A startling event occurred one evening. A girl who was working in my vicinity received a delivery of a bouquet of flowers from her boyfriend. She just broke down and cried. This startled me because she never struck me as the emotional type. She had once laughed at my pronunciation of “secreted”, meaning “hidden”. I accented the second syllable. I didn’t say anything at the time, but I looked it up and discovered that I was right. Check it out here.

Peter

1968: In my second year at BMA I think that I rode in to BMA with Peter Closius, who was a year older than I was.3 I had never met him before, but his parents were good friends of my parents, and I knew his younger brother Phil from Boy Scouts. Peter treated the drive to work, most of which was on the three lanes of Ward Parkway, as a race. He made liberal use of all the lanes. We had many close calls but no collisions; I was often terrified.

Because I had passed part 1 of the actuarial exams, I was assigned to work for Reuben Johnson, who was the #2 man in the Actuarial Department. He kept me pretty well occupied with projects, most of which were mostly pedestrian. The one that I enjoyed the most was when he asked me to write a summary of the recent sales history of one of the company’s products. I discovered that one of the salesmen had discovered a loophole and had been taking advantage of intricacies of the system. The result was that the product had become unprofitable for the company. I don’t remember the details, but Reuben liked my writing style.

Oscar Klein died in 2020. His obituary is here.

I ate lunch with some of the actuaries. We wolfed down our food so that we could play a few hands of bridge afterwards. Sid Peacock and Oscar Klein, VP and Actuary, also played. The fourth player rotated. They liked playing with me because I played as fast as they did.

Sid and Oscar also played golf in the morning before work. They teed off at the crack of dawn, shouldered their own clubs, and jogged between shots.

Collected data entries:
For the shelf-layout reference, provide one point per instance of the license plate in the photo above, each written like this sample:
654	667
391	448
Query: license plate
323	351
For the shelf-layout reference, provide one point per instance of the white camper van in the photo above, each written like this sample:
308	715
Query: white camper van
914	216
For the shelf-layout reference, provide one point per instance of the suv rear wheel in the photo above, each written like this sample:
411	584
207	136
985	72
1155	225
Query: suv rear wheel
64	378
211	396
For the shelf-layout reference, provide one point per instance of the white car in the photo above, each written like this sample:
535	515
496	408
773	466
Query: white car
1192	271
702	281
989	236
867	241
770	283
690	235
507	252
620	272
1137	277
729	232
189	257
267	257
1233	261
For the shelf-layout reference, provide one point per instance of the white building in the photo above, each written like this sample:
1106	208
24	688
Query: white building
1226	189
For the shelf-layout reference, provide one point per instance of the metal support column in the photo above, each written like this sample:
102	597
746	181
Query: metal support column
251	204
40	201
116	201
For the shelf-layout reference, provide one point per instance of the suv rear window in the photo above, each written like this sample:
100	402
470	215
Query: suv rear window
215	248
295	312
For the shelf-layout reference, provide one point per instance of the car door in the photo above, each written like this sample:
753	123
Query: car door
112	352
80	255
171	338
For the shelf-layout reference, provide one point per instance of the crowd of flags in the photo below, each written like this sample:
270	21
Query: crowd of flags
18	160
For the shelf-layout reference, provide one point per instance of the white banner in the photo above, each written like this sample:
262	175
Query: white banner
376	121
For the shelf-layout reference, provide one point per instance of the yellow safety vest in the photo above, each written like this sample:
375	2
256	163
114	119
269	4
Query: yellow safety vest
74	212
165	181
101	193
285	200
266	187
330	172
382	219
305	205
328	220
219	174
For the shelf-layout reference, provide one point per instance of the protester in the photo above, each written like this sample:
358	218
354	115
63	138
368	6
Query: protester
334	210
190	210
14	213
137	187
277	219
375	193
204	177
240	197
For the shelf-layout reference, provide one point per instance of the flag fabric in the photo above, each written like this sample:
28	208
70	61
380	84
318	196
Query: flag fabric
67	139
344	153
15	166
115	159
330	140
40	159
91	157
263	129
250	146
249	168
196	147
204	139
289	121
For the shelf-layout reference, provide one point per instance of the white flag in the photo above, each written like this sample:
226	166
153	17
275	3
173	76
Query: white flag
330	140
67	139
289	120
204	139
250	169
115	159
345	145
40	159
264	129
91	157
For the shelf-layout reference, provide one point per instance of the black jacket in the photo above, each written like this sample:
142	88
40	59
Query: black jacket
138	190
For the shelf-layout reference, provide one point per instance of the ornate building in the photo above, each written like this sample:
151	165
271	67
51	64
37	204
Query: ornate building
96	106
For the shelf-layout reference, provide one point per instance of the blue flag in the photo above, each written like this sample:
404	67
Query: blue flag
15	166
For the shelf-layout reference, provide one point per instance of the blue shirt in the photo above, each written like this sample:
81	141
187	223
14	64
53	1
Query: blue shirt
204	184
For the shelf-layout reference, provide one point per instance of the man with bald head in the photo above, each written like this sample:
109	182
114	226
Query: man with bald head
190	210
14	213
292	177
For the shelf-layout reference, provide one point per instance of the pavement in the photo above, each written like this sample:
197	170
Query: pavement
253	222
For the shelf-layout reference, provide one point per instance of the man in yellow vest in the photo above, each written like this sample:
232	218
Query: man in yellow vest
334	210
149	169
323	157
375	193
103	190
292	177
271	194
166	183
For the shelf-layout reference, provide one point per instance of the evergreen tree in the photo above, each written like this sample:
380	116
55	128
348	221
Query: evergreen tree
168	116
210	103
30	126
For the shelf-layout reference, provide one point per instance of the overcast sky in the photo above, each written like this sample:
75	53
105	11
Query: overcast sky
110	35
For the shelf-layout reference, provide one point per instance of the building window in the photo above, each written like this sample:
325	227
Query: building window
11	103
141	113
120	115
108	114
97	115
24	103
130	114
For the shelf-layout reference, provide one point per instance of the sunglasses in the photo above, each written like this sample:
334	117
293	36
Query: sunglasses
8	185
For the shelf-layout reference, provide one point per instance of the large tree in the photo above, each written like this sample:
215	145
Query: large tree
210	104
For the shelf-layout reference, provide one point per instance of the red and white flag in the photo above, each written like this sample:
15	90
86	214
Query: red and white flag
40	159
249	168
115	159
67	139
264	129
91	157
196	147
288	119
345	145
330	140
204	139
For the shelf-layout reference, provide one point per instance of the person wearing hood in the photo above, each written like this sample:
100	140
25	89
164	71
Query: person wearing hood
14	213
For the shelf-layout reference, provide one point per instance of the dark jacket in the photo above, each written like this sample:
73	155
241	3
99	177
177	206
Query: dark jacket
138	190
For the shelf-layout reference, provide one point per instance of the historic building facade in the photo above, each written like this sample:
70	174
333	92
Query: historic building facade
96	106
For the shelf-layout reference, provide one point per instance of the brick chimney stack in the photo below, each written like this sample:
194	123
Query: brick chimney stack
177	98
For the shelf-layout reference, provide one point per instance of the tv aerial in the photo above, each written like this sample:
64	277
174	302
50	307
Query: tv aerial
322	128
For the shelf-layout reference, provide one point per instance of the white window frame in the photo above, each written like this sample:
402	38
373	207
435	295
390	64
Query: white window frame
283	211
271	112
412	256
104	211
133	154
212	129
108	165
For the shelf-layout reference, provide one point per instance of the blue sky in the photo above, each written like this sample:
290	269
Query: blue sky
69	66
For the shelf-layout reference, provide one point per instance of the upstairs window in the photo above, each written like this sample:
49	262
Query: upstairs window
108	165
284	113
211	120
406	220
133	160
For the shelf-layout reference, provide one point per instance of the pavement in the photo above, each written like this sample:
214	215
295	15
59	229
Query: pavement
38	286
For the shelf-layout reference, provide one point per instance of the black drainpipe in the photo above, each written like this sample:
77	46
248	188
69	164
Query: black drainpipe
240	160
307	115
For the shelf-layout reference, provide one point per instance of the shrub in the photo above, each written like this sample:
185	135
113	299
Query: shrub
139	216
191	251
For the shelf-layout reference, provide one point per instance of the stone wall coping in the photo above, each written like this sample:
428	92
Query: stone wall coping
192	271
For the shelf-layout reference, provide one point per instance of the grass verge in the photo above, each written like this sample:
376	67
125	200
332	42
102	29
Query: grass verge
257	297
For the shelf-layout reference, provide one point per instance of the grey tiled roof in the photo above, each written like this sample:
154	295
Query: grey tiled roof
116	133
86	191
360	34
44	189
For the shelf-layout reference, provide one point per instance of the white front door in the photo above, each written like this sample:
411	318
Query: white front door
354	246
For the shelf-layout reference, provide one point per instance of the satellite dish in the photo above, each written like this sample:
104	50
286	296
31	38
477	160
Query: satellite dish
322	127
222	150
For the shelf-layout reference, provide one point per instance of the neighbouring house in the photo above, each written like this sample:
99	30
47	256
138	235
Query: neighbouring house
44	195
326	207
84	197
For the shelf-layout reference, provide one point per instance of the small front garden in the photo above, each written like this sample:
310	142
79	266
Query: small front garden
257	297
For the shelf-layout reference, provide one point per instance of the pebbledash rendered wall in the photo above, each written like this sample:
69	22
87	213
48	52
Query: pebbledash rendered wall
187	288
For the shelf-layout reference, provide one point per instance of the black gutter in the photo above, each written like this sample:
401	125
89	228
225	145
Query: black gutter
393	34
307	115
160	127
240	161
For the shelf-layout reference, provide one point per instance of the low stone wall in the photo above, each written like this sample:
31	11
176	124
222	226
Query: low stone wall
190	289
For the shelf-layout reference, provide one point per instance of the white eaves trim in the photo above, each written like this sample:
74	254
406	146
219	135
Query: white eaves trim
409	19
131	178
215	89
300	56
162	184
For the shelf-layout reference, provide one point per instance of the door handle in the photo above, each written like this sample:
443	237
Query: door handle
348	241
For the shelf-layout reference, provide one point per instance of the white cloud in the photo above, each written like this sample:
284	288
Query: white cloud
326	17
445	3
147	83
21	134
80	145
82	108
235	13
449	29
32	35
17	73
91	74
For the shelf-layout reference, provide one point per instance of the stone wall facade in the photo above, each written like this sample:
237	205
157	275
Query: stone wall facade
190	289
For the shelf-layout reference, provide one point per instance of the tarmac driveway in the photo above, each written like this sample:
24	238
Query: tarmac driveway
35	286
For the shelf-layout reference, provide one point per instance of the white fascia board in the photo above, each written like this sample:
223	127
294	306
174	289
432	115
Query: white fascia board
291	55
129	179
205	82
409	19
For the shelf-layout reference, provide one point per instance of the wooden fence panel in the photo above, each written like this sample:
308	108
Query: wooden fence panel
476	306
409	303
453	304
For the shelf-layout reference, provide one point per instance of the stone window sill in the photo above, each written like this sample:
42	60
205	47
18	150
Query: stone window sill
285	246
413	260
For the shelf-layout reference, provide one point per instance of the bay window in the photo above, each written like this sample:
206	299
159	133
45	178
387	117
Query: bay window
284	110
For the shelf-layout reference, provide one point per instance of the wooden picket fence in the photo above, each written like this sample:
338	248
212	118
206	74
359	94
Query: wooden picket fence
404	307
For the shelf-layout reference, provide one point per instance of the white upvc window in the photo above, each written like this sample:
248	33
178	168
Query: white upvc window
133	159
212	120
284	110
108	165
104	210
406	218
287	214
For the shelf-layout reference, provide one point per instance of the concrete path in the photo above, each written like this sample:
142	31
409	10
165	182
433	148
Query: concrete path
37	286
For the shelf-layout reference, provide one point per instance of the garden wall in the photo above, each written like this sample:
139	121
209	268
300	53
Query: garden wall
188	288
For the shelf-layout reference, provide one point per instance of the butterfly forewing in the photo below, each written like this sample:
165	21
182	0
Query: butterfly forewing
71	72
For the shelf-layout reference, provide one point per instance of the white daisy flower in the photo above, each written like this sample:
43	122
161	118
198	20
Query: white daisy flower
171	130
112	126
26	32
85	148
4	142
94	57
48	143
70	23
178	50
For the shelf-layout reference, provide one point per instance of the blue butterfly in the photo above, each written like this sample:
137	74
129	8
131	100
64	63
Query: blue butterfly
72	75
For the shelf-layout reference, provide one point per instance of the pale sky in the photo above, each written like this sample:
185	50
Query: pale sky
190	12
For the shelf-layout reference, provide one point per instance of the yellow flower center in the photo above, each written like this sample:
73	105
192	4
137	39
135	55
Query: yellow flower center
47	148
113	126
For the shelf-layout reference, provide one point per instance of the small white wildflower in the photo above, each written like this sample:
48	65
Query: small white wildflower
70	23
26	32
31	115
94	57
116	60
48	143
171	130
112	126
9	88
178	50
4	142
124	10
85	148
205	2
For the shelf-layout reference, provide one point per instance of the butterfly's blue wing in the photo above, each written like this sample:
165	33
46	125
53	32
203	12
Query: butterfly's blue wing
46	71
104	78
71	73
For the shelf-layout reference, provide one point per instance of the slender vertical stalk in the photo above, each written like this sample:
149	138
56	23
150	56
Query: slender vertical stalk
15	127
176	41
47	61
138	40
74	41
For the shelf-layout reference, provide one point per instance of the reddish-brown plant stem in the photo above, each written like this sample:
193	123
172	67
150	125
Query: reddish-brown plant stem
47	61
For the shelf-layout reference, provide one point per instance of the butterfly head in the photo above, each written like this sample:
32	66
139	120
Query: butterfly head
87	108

Challenge
Copy the memoir passage word for word from "Because I had" to "my writing style.". These items are separate from the memoir passage above.

Finished answer
Because I had passed part 1 of the actuarial exams, I was assigned to work for Reuben Johnson, who was the #2 man in the Actuarial Department. He kept me pretty well occupied with projects, most of which were mostly pedestrian. The one that I enjoyed the most was when he asked me to write a summary of the recent sales history of one of the company’s products. I discovered that one of the salesmen had discovered a loophole and had been taking advantage of intricacies of the system. The result was that the product had become unprofitable for the company. I don’t remember the details, but Reuben liked my writing style.